List of tasks.
A) List the kinds of culture that the forum post on black experience names as following the phrase "being black in."
B) In the forum post on black experience, what does the writer say actually creates culture?
C) Please explain, in one to three sentences, why the writer of the forum post on black experience feels uncomfortable saying that certain things must be universal because they are cultural.

Provided text.

__________

This statement, taken on its face, is kind of missing the point. No one is arguing that anyone believes all black people have the exact same experience. The argument is over whether there are _specific _experiences that are universal to being black. The 'data and science' bit confused me. Do you mean that statistically, certain traits predict certain outcomes? The problem with this argument is that it is inherently heuristical. In the sense that, unless a specific trait (black) can be demonstrated to not only predict certain outcomes (experiences of racism, etc), but inherently produce said outcomes, it is merely equivalent to saying 'if you are black, it is quite probable that you will experience racism.' Which is a far cry from some kind of 'universal' black experience. 

It is probably valid at this point to begin examining the idea of culture. When I say I am in a 'culture', what I really mean to say is "I find myself in a place where certain values and beliefs are generally, but not universally, held." It then follows for us to attempt to discover what fuels the propagation of such values, and in my opinion, this is where things become tricky. The concept of 'culture' has sort of overgrown its moorings in recent years, to the extent that I feel it has become disconnected from what actually creates culture, namely individuals making individual decisions regarding what they believe. I understand such decisions are not made in some kind of social vacuum. That is not my point. My point is that it is still _entirely _fueled by the beliefs and attitudes of real people who actually exist. There is not some mystical force called 'culture' running around wrecking havoc independent of the individuals who hold its values. 

And this goes back to what on earth it means to 'be black.' Whenever someone says 'being black,' it is almost immediately followed by the word 'in.' Meaning, in a white culture, a racist culture, a Eurocentric culture, etc. The problem is, as previously established, no such culture is universal. So while the _experience _is valid, the argument that it _must _be universal seems to me to be patently false. With regards to culture, we are constantly in a place of shifting boundaries and definitions. So I feel highly uncomfortable saying certain things _must _be universal because they are cultural. It seems like another form of environmental determinism, AND REMEMBER. The problem with environmental determinism is not that we aren't products of our environment, it is that our environment is in constant flux.


----------



## Joker (Sep 27, 2020)

__________

Source material.
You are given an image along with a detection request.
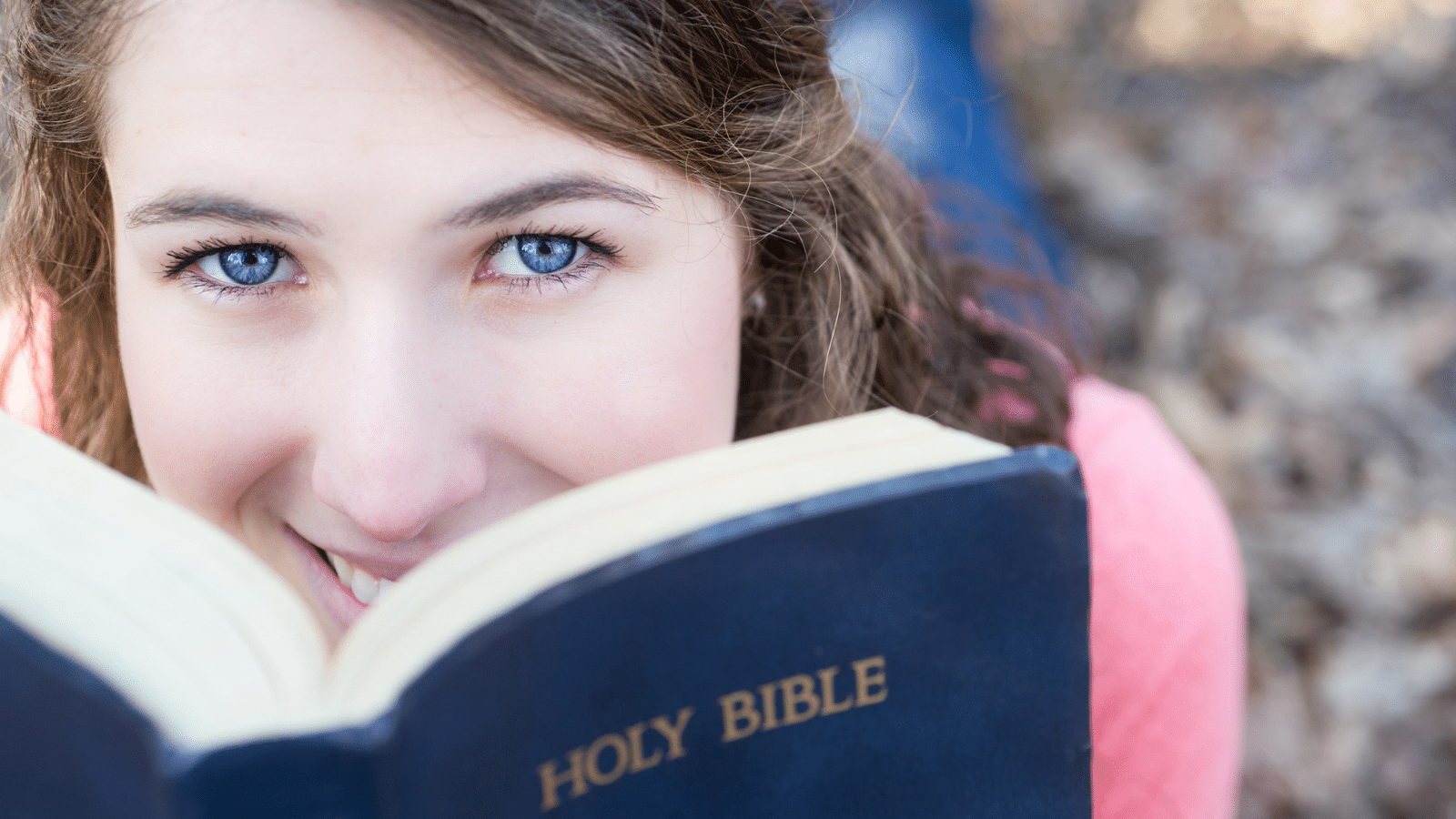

__________

Responses for each task.
A) A white culture, a racist culture, and a Eurocentric culture.

B) Individuals making individual decisions regarding what they believe.

C) The writer says that no culture is universal and that culture is a place of constantly shifting boundaries and definitions. Treating cultural experiences as necessarily universal therefore looks to the writer like another form of environmental determinism, whose flaw is that our environment is in constant flux.